WHAT YOU NEED TO DO: Please copy the lines below word for word, beginning with the line that contains "245L156 243L160 283L225" and continuing through the end of the items.

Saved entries
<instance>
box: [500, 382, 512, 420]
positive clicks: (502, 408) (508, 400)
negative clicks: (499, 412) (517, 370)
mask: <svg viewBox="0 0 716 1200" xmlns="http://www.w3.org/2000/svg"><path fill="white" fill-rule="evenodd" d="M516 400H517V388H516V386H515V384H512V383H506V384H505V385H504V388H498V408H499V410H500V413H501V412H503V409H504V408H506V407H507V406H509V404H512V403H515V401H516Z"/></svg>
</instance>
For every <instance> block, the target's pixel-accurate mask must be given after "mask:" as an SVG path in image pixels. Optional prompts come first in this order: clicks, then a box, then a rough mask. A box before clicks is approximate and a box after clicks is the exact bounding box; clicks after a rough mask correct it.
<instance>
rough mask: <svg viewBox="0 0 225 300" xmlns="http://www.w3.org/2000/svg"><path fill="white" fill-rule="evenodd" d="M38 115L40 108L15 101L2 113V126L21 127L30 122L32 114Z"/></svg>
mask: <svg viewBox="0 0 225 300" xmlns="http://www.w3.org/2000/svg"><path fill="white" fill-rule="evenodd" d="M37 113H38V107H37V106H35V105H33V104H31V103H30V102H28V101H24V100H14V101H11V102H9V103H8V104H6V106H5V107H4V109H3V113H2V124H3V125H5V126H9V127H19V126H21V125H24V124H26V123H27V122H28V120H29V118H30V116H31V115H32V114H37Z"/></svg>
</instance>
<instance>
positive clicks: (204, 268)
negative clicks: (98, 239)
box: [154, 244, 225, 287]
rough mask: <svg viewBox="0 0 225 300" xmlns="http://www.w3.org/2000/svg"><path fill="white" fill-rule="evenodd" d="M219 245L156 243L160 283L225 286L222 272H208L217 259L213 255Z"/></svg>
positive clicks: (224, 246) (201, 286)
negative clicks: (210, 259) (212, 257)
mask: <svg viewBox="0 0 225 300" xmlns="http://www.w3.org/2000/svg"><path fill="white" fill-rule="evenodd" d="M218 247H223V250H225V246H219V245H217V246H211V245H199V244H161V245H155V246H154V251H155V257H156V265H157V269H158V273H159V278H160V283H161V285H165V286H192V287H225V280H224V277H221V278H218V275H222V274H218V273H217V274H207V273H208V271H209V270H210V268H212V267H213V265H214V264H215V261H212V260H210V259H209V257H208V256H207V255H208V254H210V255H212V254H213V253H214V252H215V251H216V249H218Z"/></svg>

RESPONSE TO THE EXERCISE:
rough mask: <svg viewBox="0 0 225 300" xmlns="http://www.w3.org/2000/svg"><path fill="white" fill-rule="evenodd" d="M219 245L156 243L160 283L225 286L222 272H208L217 259L213 255Z"/></svg>
positive clicks: (224, 246) (201, 286)
negative clicks: (210, 259) (212, 257)
mask: <svg viewBox="0 0 225 300" xmlns="http://www.w3.org/2000/svg"><path fill="white" fill-rule="evenodd" d="M218 247H223V250H225V246H219V245H217V246H211V245H199V244H161V245H155V246H154V251H155V257H156V265H157V269H158V273H159V278H160V283H161V285H165V286H192V287H225V280H224V277H221V278H218V275H222V274H218V273H217V274H207V273H208V271H209V270H210V268H212V267H213V265H214V264H215V261H212V260H210V259H209V257H208V256H207V255H208V254H210V255H212V254H213V253H214V252H215V251H216V249H218Z"/></svg>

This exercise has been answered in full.